| Descrição do exercício |
Continue o texto da série Acaba Mundo, que aparece antes dos itens, a partir da última frase.

| Trecho do documento |

-=-=-=-=-

Hoje são onze de julho de dois mil e dezoito e o mundo não acabou. Ou será que acabou? Porque escolas no país mais rico e poderoso no mundo estão ensinando isto aí, que humanos vestidos no saldão da Macy’s conviviam com dinossauros. Lá também há um parque temático para mostrar uma reconstrução em tamanho natural da Arca de Noé. Um tio crente acredita que os dinossauros foram extintos por não caberem na arca. Pois se nem o meteoro eliminou os humanos, nem o dilúvio, que diabo será que pode acabar com o mundo de uma vez? Enquanto isso a Croácia garantiu a vaga na final contra a França, virando o jogo na prorrogação pra cima da Inglaterra num bom jogo. A França bem que merece, mas eu torço pela Croácia desde 98. E é isso, eu acho. Aqui na terra estão jogando futebol. Eu sempre achei que ele falava do planeta. O que é engraçado porque o destinatário estaria necessariamente fora da Terra, na Lua, em Marte ou algo assim. Aliás, boa alegoria para criticar uma ditadura, esta: falar sobre a Terra como se de outro planeta. Se o mundo não acabar eu escrevo.

Acaba Mundo XII

Hoje são doze de julho de dois mil e dezoito e o mundo não acabou. Eu sigo perdendo tempo demais com redes sociais. Sigo me aborrecendo com certos comportamentos mas sigo voltando. Um desses comportamentos é dedicar um bocado de tempo e dar um tanto de exposição a declarações reprováveis, que faz você só ver o que é ruim e repetidas e repetidas vezes. Outro é o infantilismo, o espírito de gincana macabra, some-se aí o passionalismo que atrapalha o raciocínio, e o que se tem são ilhas de sensatez num oceano de baboseira, por mais uma piada ou outra possa ser boa. Acho que só agora mesmo estamos descobrindo o que é ter uma realidade virtual em paralelo com a física. E não sei se a soma final foi positiva. Mesmo não saindo dessas porcarias. Eu mal comecei esta série e já vi que começo a me repetir. Quer saber, foda-se. Primeiramente porque nunca ninguém vai ler esta merda mesmo. E também porque… Bem, porque ninguém vai ler esta merda é o suficiente. Eu digo por que comecei a escrever esta série. Eu pensei que tempo atrás eu costumava sempre comentar os acontecimentos, e nestes tempos em que os acontecimentos são enormes, bizarros, eu só vinha publicando sonetos fora de qualquer realidade. Então me deixem comentar estes tempos loucos a meu modo e torcer para que sejam um desvio e não só o prenúncio da nova norma. Acaba mundo.

-=-=-=-=-

| Material fornecido |
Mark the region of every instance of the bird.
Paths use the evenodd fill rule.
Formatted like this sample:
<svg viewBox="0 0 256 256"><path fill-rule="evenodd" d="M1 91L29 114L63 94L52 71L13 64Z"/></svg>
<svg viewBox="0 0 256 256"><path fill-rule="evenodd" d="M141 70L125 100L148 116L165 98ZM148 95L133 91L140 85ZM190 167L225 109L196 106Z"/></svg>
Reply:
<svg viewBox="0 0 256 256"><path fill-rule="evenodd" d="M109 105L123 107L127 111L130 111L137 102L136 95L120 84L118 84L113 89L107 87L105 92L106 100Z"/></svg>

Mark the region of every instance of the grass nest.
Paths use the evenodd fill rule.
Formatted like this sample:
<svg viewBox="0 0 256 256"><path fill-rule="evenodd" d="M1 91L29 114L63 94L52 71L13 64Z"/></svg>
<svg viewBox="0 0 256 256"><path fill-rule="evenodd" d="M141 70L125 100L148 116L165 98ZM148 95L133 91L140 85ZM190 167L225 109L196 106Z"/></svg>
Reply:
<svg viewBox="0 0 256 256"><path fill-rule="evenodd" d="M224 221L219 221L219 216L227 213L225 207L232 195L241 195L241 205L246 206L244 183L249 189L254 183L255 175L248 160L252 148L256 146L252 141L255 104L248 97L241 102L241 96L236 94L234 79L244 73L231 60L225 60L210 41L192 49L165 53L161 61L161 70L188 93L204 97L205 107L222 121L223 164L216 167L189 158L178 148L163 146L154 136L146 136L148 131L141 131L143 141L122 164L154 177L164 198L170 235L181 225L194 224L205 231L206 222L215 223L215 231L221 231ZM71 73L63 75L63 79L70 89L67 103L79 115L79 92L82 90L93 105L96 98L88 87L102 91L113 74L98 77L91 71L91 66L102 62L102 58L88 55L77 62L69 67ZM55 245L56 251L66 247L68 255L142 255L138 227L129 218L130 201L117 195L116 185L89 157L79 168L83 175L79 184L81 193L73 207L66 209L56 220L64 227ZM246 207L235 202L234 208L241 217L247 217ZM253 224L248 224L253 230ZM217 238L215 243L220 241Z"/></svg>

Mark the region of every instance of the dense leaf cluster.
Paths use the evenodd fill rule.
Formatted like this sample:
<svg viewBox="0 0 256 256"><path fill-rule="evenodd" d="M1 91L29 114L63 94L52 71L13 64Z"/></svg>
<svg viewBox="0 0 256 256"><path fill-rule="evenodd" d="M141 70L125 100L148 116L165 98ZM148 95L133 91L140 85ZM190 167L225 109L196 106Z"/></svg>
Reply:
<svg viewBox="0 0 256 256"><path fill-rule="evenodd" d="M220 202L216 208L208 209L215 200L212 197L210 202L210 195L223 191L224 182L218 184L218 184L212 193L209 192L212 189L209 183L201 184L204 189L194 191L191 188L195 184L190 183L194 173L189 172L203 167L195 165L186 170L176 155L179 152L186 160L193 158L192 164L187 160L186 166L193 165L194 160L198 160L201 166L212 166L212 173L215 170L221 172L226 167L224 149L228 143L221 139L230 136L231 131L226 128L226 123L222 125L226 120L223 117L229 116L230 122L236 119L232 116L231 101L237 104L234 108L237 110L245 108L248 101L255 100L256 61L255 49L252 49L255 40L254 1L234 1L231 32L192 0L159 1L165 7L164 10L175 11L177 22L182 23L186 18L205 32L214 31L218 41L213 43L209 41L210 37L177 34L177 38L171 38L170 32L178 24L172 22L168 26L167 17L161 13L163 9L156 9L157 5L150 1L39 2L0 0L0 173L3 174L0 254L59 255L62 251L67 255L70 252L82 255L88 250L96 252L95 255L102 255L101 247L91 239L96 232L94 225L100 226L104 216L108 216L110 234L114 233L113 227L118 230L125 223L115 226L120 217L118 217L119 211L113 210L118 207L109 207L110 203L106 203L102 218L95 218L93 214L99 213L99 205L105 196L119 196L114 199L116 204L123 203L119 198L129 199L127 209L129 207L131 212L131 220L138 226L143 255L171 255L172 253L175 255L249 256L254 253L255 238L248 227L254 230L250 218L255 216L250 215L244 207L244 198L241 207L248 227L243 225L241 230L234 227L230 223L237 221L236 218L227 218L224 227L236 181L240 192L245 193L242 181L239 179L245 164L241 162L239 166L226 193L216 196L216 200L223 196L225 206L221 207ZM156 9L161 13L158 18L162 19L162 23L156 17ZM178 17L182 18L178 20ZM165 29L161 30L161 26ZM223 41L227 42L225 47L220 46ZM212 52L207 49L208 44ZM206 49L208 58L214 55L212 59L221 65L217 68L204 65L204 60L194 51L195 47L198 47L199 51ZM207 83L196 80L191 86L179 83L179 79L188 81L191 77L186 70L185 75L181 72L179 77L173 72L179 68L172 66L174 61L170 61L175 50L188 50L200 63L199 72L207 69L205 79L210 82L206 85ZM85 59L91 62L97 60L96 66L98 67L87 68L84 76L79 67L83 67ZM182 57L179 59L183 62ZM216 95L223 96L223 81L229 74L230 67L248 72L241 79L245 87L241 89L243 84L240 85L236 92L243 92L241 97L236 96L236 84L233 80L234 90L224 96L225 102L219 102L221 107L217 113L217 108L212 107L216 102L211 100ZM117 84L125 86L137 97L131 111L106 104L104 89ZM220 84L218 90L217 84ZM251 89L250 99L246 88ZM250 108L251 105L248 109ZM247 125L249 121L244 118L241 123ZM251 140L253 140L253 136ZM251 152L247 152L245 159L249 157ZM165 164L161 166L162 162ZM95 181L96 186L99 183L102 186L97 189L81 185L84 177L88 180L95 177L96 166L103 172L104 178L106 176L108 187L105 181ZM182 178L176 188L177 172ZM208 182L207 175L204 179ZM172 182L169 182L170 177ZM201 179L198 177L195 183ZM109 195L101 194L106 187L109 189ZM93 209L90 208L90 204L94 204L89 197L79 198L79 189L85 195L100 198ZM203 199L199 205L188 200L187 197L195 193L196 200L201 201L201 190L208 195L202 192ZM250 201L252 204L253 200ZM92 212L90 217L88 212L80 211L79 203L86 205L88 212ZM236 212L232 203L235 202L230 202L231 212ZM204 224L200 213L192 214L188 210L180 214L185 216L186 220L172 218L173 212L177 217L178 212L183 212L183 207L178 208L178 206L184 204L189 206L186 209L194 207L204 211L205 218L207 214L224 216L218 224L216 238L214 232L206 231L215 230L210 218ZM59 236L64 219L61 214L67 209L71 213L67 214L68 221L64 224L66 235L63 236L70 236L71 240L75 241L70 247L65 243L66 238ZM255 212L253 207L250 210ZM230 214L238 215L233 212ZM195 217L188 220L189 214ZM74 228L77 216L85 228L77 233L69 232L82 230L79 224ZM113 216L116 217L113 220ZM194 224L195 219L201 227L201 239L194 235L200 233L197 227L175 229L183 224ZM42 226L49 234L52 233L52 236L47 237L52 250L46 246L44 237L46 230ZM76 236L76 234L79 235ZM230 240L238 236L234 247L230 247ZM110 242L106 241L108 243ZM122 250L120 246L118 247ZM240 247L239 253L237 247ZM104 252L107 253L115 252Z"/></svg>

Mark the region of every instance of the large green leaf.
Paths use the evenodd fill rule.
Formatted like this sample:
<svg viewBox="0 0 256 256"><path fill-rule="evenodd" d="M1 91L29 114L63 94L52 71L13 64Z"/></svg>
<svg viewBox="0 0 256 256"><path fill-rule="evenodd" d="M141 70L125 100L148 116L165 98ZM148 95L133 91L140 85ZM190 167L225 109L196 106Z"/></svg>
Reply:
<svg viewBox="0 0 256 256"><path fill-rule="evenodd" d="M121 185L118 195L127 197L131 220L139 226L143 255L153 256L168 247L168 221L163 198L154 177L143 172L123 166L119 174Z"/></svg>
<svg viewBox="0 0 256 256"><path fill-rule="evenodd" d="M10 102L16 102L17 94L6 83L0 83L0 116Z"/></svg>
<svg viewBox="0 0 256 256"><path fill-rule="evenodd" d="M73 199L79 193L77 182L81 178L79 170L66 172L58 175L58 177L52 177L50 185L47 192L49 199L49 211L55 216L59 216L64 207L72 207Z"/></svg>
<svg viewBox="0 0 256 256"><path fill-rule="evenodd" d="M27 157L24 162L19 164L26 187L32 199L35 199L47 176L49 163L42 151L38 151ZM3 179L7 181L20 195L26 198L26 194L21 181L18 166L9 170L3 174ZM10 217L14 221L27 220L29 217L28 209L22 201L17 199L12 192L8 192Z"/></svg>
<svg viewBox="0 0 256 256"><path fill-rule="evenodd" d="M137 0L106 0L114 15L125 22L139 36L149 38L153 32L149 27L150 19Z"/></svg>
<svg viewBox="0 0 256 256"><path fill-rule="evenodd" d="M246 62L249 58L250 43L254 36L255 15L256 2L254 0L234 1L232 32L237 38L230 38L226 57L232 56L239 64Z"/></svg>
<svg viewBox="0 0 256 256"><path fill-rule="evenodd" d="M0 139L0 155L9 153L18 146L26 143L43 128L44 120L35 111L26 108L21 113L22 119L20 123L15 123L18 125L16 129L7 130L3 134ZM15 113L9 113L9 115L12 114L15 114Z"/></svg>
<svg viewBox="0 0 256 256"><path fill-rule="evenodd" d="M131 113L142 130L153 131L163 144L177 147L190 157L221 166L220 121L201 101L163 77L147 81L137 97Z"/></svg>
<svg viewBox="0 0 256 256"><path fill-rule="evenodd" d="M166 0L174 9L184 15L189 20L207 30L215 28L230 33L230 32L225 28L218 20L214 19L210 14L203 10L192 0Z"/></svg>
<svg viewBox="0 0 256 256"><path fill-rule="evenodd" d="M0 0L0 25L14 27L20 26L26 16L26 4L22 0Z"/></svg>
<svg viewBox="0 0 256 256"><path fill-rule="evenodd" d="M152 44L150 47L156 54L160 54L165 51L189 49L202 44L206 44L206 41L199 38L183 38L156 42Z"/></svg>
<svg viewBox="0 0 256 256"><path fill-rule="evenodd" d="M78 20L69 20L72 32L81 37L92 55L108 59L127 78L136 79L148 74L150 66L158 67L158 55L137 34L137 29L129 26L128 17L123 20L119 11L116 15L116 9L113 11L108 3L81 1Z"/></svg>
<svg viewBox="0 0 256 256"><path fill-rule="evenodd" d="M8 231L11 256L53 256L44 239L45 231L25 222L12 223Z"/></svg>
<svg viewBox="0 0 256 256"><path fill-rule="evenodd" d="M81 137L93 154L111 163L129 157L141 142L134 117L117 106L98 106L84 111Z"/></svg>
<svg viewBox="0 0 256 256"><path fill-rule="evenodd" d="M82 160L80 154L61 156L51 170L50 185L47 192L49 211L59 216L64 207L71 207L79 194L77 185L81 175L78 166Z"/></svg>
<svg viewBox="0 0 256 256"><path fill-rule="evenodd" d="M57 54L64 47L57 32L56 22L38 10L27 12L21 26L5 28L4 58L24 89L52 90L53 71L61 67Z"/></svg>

-=-=-=-=-

| Resposta |
Acaba Mundo XIII

Hoje são treze de julho de dois mil e dezoito e o mundo não acabou. E a quase soltura de Lula segue reverberando, levando a insanidade de sempre a paroxismos tão ridículos quanto preocupantes. O juiz que concedeu HC vai ser punido com aposentadoria compulsória, e a PGR, que está ganhando proeminência no processo inquisitorial, quer mesmo devassar seus telefonemas, e aparentemente mandou a PF interrogar os parlamentares que peticionaram, além de elogiar Moro, que agiu fora da lei. Se o judiciário não se incomoda com o menor verniz de legalidade, como esperar que uma mídia engajada não se sinta livre para construir uma narrativa sem amparo em códigos, ou mesmo em fatos. Sem falar da eterna Rede Globo, veículo oficial do imperialismo ianque, um site do Estadão, outrora uma sisuda publicação, me sai com uma estranha “notícia” de que Lula tinha plano de fuga caso “escapasse” – curiosamente a fuga incluía um churrasco do MST em Curitiba antes do refúgio em São Bernardo. A fonte? O Noblat, outra besta quadrada que se intitula jornalista. Eu vou votar no meteoro. A PGR a quem me referi é uma sinistra criatura de olhos de gelo, que curiosamente é casada com o diretor da Escolas das Américas, órgão americano de ingerência geopolítica. Eu dirigi para ela quando trabalhava no MP, e tenho uma anedota. Ela entra no carro com outra dondoca, pede que vá ao STJ, desce. Após uma espera longa, ela entra no carro e pergunta meu nome, emendando: “Você tem algum problema na cabeça?” Eu fiquei desconcertado, mas o espírito não me falhou e eu atalhei: “Eu tenho vários, mas prefiro uma conversa mais objetiva. Aconteceu alguma coisa?”. E a bruaca: “Por que você tem que dirigir de chapéu?”. Pois vá a senhora pra casa do chapéu.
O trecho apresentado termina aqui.